TRECHO FORNECIDO>

Quando terminei de escrever Galiléia, tive a impressão de que havia escrito o roteiro de um filme. Escrevo sempre a partir de impressões visuais, arranjos de cena. Nunca escrevi por sugestão deste ou daquele texto literário. As imagens do cinema me sugerem muito mais profundamente do que um conto ou novela. Escrevo teatro com facilidade. Sou um homem de teatro, conheço a carpintaria teatral. Escrever para cinema e teatro é bom porque podemos acompanhar a encenação ou a filmagem, vemos a transformação do texto numa outra linguagem.
Escrever é um ofício custoso. É necessário ler muito, agüentar o tranco da solidão, ser capaz de uma viagem interior e estar sempre aberto às novas experiências da escrita. É um ofício amargo, duro, uma verdadeira ascese. Não vejo nenhum glamour em ser escritor. Só reconheço nessa profissão muito trabalho, uma busca permanente da literatura e horas contínuas de estudo.
Continuo trabalhando como médico e não pretendo me afastar da medicina, nunca. Escrever e atuar como médico são atividades sem conflito. Acho que não seria escritor sem o longo e exaustivo exercício da medicina. Todos os dias eu convivo com o sofrimento, com a doença, com a morte e a alegria da cura. Ouço histórias que anoto e que podem aparecer em algum conto ou novela. Em Livro dos Homens existem dois contos desenvolvidos a partir de minha vivência no hospital.
Só consigo viver fazendo muitas coisas. Todas elas estão harmonizadas e é como se eu me movimentasse dentro de um mesmo universo. Gostaria de escrever um livro que me deixasse satisfeito. Isso nunca acontecerá. Estou sempre esperando por esse livro. Ah, se fosse Galiléia! Mas tenho consciência da minha permanente insatisfação e já estou trabalhando em novos livros. Queria viver mais serenamente, sem a angústia da espera. Não desejar e não esperar. Isso é quase a santidade.

6 comentários:

Anônimo disse...

Zé Inácio, vou comprar meu exemplar tão logo chegue à LDM. O Brito merece publicar bem seus textos. É grande prosador, dos bons, dos que apreceio. Pois bem, lendo o romance destacarei um trecho no meu blogue. Abr. (carlos)

MATERIAL FORNECIDO>
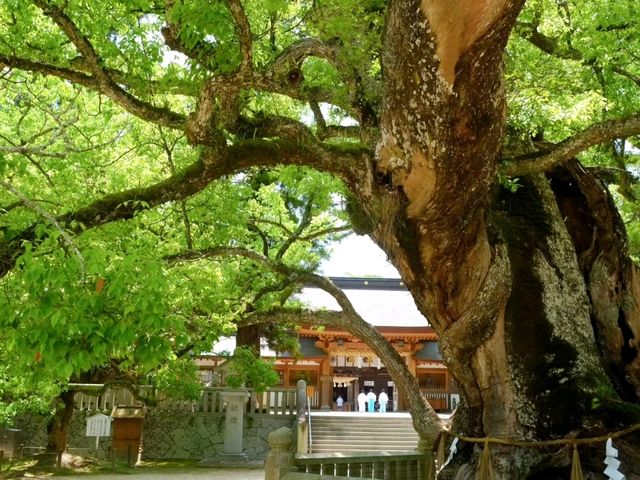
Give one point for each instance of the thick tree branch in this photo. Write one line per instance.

TAREFAS A REALIZAR>
1) Segundo o trecho, quantos contos de Livro dos Homens foram desenvolvidos a partir da vivência no hospital?
2) Copie do trecho, sem mudar nada, a parte que vai de "Anônimo disse..." até "blogue. Abr. (carlos)".
Não é preciso consultar a listagem para nada.

RESPOSTAS DO EXERCÍCIO>
1) Dois contos.

2)
Anônimo disse...

Zé Inácio, vou comprar meu exemplar tão logo chegue à LDM. O Brito merece publicar bem seus textos. É grande prosador, dos bons, dos que apreceio. Pois bem, lendo o romance destacarei um trecho no meu blogue. Abr. (carlos)